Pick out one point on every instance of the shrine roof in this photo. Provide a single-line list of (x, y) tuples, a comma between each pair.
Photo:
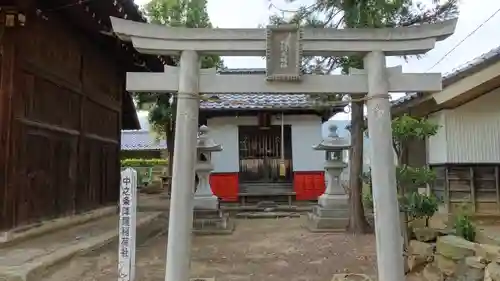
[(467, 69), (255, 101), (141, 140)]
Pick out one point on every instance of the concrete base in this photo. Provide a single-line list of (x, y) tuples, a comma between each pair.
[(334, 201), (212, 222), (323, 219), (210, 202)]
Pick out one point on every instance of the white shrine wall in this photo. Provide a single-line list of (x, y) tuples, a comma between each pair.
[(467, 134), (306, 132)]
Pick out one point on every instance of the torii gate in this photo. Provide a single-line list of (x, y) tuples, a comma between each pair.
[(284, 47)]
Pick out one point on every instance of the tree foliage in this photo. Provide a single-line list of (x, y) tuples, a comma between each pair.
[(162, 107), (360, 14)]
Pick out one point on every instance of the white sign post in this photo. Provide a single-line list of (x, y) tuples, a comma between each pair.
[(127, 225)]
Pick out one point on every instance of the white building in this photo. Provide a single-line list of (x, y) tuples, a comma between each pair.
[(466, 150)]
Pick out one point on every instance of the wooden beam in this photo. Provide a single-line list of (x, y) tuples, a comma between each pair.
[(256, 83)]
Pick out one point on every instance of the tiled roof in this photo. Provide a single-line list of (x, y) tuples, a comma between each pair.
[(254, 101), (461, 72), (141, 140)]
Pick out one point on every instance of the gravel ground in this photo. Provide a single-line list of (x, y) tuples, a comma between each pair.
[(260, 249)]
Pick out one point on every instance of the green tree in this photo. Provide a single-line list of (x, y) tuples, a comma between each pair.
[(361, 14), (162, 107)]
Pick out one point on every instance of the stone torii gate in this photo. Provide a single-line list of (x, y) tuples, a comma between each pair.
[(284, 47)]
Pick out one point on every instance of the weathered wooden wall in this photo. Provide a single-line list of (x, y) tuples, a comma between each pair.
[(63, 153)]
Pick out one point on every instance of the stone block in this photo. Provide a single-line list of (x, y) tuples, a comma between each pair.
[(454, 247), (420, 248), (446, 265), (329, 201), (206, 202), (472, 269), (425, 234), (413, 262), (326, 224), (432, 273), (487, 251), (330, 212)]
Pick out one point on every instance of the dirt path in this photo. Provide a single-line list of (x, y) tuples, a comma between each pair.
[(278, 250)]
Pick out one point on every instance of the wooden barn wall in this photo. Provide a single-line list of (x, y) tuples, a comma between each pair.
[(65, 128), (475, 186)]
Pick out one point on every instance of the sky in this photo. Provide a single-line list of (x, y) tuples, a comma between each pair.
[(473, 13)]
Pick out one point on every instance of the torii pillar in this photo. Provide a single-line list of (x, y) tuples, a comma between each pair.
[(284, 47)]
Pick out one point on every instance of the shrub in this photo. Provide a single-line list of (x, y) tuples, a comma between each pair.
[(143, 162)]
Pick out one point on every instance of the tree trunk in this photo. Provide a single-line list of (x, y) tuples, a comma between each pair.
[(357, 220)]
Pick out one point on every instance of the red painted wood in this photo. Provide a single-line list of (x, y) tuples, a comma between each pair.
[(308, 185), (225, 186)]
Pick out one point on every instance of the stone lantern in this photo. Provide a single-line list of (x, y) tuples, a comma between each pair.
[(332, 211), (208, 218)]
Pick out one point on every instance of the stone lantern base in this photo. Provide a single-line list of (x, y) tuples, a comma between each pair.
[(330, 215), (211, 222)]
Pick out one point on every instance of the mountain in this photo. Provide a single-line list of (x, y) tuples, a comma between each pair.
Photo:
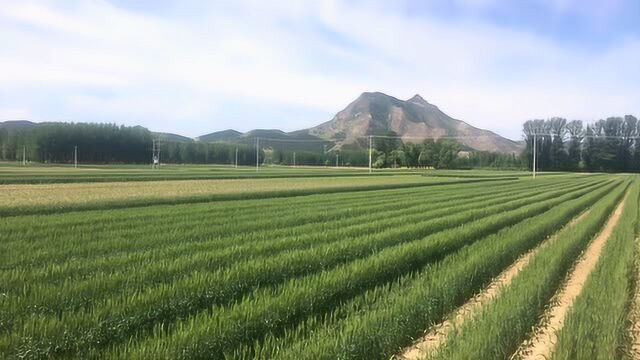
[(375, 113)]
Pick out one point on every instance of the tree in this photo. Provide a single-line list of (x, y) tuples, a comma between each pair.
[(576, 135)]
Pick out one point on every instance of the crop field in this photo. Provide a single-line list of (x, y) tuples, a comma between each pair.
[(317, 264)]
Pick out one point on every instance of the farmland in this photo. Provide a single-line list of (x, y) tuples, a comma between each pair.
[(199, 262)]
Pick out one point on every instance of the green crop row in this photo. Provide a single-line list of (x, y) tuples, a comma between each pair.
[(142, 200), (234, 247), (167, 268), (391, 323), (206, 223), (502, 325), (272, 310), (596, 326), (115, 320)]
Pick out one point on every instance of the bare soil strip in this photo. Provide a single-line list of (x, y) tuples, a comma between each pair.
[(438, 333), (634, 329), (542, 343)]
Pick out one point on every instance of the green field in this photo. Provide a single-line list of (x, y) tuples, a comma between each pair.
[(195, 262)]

++++++++++++++++++++

Output nothing but the entries above, exactly, once the pictures are removed.

Pick out one point on every instance of the shrine roof in this photo. Provide a single-line list of (x, y) tuples, a comma between each pair.
Photo:
[(467, 69), (255, 101), (141, 140)]
Pick out one point on every instance of the concrete base in this photo. Provide a single-line list of (x, y) tuples, a comma between each pair.
[(334, 201), (212, 222), (323, 219), (210, 202)]
Pick out one point on every instance of the white shrine wall in this photo. Provide a single-line list of (x, y) tuples, a comma between each pair.
[(467, 134), (306, 132)]
Pick out one point on every instance of the torii gate in this photo. Provide a single-line list of (x, y) tuples, a comma between each pair.
[(284, 47)]
Pick out one point on every instance of the tree foliage in this photo. Provide a single-line list of (x, y) tuples, a comma between each pair.
[(162, 107), (360, 14)]
Pick out one point on every instance of the white sign post in this photo. Provide a single-line list of (x, y) tuples, a comma between each pair.
[(127, 225)]
Pick out one point on every instance of the white building in this photo. Provide a single-line list of (x, y) tuples, a comma between each pair.
[(466, 150)]
Pick out one point on every instance of the wooden beam in this photo. Provide a single-line list of (x, y) tuples, a comma between each pair.
[(256, 83)]
Pick out one point on every instance of the tiled roof in this photo. Provide a single-line list of (x, y) tuples, a comma between each pair.
[(254, 101), (461, 72), (141, 140)]
Pick out one point on every instance of the gravel ground in this photo. Provide a single-line list of (x, y) tuples, a comma between each pair.
[(260, 249)]
Pick out one point on every instance of the green tree in this photo. Provide a single-line list of (x, y) tuples, a comma between each pair.
[(361, 14), (162, 107)]
Pick out one point on every instance of the stone torii gate in this photo. Provide a single-line list of (x, y) tuples, a comma between each pair.
[(284, 47)]
Pick out one point on every instance of the weathered wooden wall in this photo. Provide a single-line list of (x, y) tuples, a comma between each pair.
[(63, 153)]
Pick out one point on every instance of the stone block in this photo. Provide a single-line list of (x, y) tuples, a comma between each pair.
[(454, 247), (420, 248), (446, 265), (329, 201), (206, 202), (472, 269), (425, 234), (413, 262), (326, 224), (432, 273), (487, 251), (330, 212)]
Pick out one point on every instance of the dirt path in this photo. Provide a single-line list of (x, y) tuples, a comma between each pair.
[(278, 250)]
Pick out one point on every instance of the wooden barn wall in this photo. Provide a single-line list of (x, y) tuples, a comma between each pair.
[(65, 128), (475, 186)]
Pick out one point on every instance of the sky in this photo. Provide a single-line list of (x, y) tuples, a comma between each pair.
[(473, 13)]
Pick out one point on every instance of the torii pillar in this photo. Provide a single-line list of (x, y) tuples, a comma between each pair.
[(284, 47)]
Pick out one point on every instance of the shrub in this photo. Provide a single-line list of (x, y) tuples, a comma between each pair.
[(143, 162)]
Pick out one point on every instance of the tree trunk in this photo. Provide a single-line list of (x, y) tuples, a comma between each pair.
[(357, 220)]
Pick out one point on every instance of the red painted wood in this photo. Provide a single-line list of (x, y) tuples, a comma between each pair.
[(308, 185), (225, 186)]
Pick out one point on every instance of the stone lantern in this photo. Provide a single-line list of (x, y) tuples, a comma between each pair.
[(332, 211), (208, 218)]
Pick out one point on every instance of the stone lantern base in this photo. Provide a single-line list of (x, y) tuples, a comma between each pair.
[(330, 215), (211, 222)]
Pick out one point on every instance of the mountain in this photo. Provide a single-line list of (x, y) tuples, a comma between each pair.
Photo:
[(375, 113)]
Pick out one point on every instance of the tree in this photo. Provide a single-line list of (x, y) tuples, a comma between each pair.
[(576, 135)]
Pick out one point on every instance of the crop field in this photo. Provide a single-line list of (x, y) tuples, a comma between each pair.
[(317, 264)]
Pick out one point on every instance of the farmland in this photo. Provide a single-line list of (x, y) tuples, a comma between each pair.
[(199, 262)]
Pick out one point on every instance of the green crop row in this photo. Provide a single-line list of (x, y) tuples, a comma between each pair.
[(142, 200), (234, 247), (167, 268), (391, 323), (206, 223), (502, 325), (272, 310), (596, 326), (115, 320)]
Pick out one point on every instance of the bare soil strip in this photo. Provide a single-line list of (x, y) tuples, a comma between each pair.
[(438, 333), (634, 329), (542, 343)]
Pick out one point on every instance of the green field in this photo. Provide a single-line list of (x, y) tuples, a comma between each pair.
[(195, 262)]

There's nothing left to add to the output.